→ **PROVIDED ENTRIES**:

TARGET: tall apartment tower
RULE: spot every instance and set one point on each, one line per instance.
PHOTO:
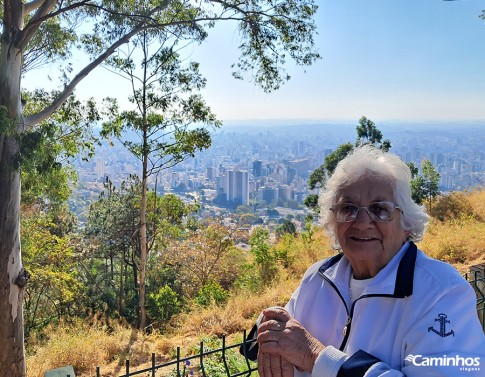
(237, 186)
(257, 168)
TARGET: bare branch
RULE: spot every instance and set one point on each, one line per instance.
(34, 4)
(34, 119)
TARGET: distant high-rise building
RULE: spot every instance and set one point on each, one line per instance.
(211, 173)
(257, 168)
(237, 186)
(100, 167)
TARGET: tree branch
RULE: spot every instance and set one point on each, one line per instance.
(34, 119)
(34, 4)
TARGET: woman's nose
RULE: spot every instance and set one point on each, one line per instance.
(363, 219)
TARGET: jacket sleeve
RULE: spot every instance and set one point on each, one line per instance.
(446, 341)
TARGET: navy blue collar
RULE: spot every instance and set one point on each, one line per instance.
(405, 271)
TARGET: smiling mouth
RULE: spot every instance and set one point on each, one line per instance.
(363, 239)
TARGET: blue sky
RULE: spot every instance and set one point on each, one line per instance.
(402, 60)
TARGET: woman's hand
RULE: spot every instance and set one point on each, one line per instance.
(283, 342)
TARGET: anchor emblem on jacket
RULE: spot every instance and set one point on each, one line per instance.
(442, 331)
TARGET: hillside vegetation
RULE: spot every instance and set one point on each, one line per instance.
(456, 234)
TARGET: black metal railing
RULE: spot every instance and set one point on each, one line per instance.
(183, 366)
(476, 278)
(197, 365)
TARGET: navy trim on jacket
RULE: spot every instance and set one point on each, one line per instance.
(357, 365)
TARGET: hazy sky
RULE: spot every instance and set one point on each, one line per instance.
(387, 60)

→ **ACTIVITY**:
Word for word, print out all of the records above; pass over the pictures.

→ **SOLUTION**:
TARGET: tall apartment tower
RULE: spot every instance and set one point on each, one line per instance.
PHOTO:
(237, 186)
(257, 168)
TARGET: bare branch
RULE: spot every instance and set one point on each, one line per instance.
(34, 4)
(34, 119)
TARGET: distant high-rise building
RULE: spot every instance and set one point on each, one line per instance.
(211, 173)
(257, 168)
(237, 186)
(100, 167)
TARGET: tree branch
RULE: spot every instance and set one point on each, one line per instance.
(34, 119)
(34, 4)
TARGET: woman's nose
RULE: spot every instance and set one point on each, one line per instance.
(363, 219)
TARGET: jacket sleeve
RULE: spot every instance and set one point on each, one line per instance.
(446, 341)
TARGET: navy blue collar
RULE: spot every instance and set one point on each, one line per instance.
(405, 271)
TARGET: smiling mouth
RULE: spot every instance and set one point on each, one line per instance.
(363, 239)
TARGET: blue sky
RULE: spot every instance and set one point on each, one line per instance.
(402, 60)
TARGET: woman's hand
RULE: spot every instance and set one point on each, one line per instance.
(283, 342)
TARGET: anchor emblem on jacket
RULE: spot every instance and set one point on each, one line per instance.
(442, 331)
TARGET: hillside vegetation
RULE: spot every instance and set one point on each, one line per instance.
(456, 234)
TARGET: black metal railing
RULE: spot every instance and set one point on each, one line per instance.
(183, 366)
(476, 278)
(197, 365)
TARGET: navy trim on jacket
RULE: spot every instance and set one point on each, one line per instance.
(357, 365)
TARGET: hazy sky
RULE: spot every instance and set one point on each, one line per instance.
(387, 60)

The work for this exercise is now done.